◆ **Selected extract**:
......

Chewed or eschewed
The following letter by Rabbi Raymond Apple appeared in The Jerusalem Report on 26 June, 2023.
In my family, there is a good-natured tug of war between the carnivores who can’t manage without meat and those (like my wife and myself) who can’t manage with it and follow a non-meat diet.
The carnivores say it’s not a meal without meat; we say it’s not a meal with meat. Some of my grandchildren say, “You can’t have cholent without meat!” We say you can.
Both groups are Orthodox Jews who live by the halachah. The Torah certainly permits meat-eating.
According to Deuteronomy 12:20, it is permissible for people to choose to eat meat because they “have the urge to eat meat.” It depends on appetites. The Torah says, “You may eat meat as you wish.” It’s not that meat-eating is a requirement, but it is an option for those who are that way inclined.
This all takes for granted, of course, that the meat they are eating is kosher and there is no mixing of milk and meat.
A halachic authority who writes regularly in Tradition, Rabbi J David Bleich (no vegetarian himself), says, “Meat may be consumed when there is desire and appetite for it as food but may be eschewed when there is no desire and, a fortiori, when it is found to be repugnant.” So meat may legitimately be eschewed – or chewed!

......

◆ **The problem**: List every passage that the letter above about eating meat places inside quotation marks.

(Items from a data source)
......

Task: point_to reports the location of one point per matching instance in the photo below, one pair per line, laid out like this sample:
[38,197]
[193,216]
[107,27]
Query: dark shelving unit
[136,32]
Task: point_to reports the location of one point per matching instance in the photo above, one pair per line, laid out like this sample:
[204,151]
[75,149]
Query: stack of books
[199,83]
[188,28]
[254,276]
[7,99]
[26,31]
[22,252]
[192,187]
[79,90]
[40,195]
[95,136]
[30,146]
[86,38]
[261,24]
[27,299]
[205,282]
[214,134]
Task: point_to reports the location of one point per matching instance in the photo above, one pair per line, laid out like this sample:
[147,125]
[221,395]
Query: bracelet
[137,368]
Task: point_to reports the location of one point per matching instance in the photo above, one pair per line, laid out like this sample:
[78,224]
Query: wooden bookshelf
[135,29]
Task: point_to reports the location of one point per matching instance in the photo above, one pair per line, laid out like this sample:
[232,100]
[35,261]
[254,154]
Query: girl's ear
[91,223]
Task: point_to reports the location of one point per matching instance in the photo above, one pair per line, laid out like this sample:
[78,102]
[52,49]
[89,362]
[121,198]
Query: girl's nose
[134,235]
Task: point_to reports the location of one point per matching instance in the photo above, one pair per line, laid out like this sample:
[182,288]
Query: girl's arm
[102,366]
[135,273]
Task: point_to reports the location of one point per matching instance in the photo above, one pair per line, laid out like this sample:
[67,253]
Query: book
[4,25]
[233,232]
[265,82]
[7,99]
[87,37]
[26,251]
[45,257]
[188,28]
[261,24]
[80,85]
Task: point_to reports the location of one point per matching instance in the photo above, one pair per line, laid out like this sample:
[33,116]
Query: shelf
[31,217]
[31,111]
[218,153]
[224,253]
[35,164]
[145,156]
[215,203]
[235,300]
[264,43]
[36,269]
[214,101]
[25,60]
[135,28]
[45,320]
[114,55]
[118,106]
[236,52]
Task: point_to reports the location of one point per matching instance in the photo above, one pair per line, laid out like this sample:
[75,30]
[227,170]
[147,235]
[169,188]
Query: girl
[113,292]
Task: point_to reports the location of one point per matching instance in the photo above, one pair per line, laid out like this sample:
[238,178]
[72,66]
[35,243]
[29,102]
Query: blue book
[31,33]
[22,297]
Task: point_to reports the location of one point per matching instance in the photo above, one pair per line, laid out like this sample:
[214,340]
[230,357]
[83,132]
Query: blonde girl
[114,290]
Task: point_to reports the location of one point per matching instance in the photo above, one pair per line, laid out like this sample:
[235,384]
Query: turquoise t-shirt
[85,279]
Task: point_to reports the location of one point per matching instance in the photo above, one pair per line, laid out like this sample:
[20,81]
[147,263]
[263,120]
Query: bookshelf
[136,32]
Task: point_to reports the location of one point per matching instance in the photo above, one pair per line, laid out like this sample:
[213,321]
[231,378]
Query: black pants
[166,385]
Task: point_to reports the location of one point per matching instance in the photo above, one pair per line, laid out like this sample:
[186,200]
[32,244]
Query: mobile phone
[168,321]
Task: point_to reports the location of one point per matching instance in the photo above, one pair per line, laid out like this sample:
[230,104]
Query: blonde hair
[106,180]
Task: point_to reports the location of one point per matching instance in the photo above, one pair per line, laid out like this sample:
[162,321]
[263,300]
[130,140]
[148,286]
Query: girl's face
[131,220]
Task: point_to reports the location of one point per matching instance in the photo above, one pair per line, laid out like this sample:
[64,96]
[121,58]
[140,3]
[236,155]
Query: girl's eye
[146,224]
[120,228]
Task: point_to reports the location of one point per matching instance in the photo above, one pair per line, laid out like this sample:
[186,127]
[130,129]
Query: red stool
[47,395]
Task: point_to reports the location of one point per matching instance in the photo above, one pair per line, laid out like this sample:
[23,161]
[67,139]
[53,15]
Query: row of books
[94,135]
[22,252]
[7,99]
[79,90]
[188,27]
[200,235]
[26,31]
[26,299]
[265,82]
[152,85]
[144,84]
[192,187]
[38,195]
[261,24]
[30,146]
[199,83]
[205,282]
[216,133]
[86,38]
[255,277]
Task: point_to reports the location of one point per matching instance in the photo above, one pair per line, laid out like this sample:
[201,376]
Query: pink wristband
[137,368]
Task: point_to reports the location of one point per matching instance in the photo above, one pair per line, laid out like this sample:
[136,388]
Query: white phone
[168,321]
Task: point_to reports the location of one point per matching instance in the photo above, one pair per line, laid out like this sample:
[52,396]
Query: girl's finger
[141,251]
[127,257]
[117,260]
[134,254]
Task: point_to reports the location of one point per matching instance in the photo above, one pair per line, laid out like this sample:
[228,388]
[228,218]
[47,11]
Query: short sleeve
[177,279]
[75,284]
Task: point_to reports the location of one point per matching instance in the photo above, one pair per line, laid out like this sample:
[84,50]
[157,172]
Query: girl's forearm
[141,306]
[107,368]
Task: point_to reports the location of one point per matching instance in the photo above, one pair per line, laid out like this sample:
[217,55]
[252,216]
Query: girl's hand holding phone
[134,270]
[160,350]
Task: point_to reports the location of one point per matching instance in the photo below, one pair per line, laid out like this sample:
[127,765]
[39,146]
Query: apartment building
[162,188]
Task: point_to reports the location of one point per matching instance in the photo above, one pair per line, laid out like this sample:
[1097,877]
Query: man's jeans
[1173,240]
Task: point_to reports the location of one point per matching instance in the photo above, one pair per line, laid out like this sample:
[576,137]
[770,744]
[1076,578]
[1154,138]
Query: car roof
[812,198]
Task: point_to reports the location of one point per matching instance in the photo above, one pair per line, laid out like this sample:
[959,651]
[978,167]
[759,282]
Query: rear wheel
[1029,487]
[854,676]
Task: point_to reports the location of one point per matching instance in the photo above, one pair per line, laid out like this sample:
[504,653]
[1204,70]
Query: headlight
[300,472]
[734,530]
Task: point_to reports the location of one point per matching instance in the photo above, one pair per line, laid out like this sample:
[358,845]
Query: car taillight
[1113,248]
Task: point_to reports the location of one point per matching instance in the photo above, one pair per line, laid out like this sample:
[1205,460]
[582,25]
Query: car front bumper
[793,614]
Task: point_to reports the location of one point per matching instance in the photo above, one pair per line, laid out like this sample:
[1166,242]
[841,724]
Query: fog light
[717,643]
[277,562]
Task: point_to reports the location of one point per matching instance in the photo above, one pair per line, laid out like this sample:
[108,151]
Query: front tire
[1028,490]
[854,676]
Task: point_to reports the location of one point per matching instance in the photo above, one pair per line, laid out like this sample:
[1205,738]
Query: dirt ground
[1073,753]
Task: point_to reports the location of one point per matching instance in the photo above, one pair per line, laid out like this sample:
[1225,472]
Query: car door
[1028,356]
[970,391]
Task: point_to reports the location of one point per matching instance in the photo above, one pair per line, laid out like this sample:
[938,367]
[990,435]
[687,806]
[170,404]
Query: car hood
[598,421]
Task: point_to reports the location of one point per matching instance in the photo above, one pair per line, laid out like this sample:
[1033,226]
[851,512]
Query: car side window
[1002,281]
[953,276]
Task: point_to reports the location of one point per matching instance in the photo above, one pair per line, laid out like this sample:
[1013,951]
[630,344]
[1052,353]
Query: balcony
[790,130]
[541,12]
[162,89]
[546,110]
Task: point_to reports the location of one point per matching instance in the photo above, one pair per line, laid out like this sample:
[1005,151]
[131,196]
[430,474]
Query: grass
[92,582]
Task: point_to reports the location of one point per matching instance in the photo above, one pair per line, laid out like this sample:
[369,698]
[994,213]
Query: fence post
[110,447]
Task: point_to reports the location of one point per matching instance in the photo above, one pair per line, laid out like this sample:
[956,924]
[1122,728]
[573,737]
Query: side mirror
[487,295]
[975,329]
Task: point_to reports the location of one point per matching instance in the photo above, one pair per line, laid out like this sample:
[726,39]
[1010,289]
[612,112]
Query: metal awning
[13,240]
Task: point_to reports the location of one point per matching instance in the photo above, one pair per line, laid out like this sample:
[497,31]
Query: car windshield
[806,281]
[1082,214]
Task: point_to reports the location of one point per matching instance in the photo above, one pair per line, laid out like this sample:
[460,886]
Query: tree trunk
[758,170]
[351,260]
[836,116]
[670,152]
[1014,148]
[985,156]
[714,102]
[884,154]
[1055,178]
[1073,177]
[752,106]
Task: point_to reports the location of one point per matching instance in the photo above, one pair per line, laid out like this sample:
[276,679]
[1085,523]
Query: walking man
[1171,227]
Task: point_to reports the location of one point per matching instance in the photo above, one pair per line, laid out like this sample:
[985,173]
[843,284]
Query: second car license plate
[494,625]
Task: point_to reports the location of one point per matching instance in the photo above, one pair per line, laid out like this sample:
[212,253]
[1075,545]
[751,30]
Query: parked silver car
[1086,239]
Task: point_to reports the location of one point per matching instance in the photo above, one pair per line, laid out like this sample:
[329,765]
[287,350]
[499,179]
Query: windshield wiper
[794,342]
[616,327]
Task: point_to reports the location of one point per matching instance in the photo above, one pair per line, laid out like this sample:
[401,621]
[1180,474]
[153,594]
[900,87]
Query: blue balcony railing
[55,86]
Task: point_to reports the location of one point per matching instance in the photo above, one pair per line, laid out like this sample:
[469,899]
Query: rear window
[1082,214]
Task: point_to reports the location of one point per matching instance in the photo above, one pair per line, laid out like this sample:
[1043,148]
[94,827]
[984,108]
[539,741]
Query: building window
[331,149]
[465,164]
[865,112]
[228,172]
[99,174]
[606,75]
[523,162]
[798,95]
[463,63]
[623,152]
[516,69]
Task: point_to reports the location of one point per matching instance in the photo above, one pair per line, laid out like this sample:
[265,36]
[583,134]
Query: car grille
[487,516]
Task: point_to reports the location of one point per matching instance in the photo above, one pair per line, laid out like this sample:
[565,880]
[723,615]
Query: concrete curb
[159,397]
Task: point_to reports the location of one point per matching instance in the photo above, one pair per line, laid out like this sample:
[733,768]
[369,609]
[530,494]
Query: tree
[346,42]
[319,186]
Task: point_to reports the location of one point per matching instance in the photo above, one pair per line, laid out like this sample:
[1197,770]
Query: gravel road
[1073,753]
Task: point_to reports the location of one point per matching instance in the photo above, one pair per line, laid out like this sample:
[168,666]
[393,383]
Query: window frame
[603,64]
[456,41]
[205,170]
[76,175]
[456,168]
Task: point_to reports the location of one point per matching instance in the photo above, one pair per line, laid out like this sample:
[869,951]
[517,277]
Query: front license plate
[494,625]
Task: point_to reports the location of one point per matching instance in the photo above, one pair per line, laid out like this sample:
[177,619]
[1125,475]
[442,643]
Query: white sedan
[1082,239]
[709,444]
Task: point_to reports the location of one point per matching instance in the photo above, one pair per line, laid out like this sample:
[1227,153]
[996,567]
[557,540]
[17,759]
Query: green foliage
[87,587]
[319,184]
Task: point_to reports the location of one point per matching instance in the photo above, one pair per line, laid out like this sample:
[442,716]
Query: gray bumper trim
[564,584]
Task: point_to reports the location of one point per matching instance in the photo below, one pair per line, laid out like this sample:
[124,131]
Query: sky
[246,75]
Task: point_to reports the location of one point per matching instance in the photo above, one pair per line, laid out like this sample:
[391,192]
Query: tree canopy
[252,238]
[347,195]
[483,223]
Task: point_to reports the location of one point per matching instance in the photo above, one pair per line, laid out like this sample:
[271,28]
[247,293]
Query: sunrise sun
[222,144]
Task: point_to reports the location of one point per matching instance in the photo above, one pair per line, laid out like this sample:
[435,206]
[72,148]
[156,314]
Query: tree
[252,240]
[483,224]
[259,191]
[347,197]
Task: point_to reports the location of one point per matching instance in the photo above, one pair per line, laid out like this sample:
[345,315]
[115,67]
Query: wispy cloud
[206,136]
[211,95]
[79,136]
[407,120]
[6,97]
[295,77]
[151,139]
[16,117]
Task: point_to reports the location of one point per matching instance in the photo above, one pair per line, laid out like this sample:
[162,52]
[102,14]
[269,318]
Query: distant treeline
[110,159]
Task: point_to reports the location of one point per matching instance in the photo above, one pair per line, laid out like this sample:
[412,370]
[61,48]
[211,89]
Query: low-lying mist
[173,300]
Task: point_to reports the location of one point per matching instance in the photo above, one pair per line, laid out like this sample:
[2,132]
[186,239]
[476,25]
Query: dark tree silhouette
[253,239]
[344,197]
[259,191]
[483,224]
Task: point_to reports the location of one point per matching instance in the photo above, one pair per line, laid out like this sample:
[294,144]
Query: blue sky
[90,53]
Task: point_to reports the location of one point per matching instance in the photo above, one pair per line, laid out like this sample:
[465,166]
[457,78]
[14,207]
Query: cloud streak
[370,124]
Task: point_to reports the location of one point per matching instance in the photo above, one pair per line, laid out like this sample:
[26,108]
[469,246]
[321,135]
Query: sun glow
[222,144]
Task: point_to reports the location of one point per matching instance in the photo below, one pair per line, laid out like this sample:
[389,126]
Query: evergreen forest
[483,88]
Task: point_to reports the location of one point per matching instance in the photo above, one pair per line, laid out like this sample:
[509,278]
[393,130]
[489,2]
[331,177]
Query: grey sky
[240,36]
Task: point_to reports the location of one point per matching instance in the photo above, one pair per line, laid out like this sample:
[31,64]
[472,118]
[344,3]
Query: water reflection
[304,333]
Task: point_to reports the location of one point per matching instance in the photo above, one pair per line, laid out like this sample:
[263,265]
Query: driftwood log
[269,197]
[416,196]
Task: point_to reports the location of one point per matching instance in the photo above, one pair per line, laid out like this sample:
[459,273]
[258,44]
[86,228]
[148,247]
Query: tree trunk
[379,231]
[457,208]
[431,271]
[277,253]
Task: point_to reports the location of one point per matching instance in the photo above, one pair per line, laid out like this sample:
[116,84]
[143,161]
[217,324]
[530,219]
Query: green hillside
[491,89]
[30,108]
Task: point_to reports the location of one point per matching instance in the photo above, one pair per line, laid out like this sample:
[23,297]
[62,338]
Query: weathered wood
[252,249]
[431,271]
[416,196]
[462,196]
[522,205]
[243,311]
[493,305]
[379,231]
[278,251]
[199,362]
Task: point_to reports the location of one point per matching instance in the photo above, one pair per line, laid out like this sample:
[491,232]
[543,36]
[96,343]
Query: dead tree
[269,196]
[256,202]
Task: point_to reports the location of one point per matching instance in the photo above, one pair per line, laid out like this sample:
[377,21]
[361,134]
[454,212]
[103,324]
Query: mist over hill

......

◆ **Output below**:
- "You can't have cholent without meat!"
- "have the urge to eat meat."
- "You may eat meat as you wish."
- "Meat may be consumed when there is desire and appetite for it as food but may be eschewed when there is no desire and, a fortiori, when it is found to be repugnant."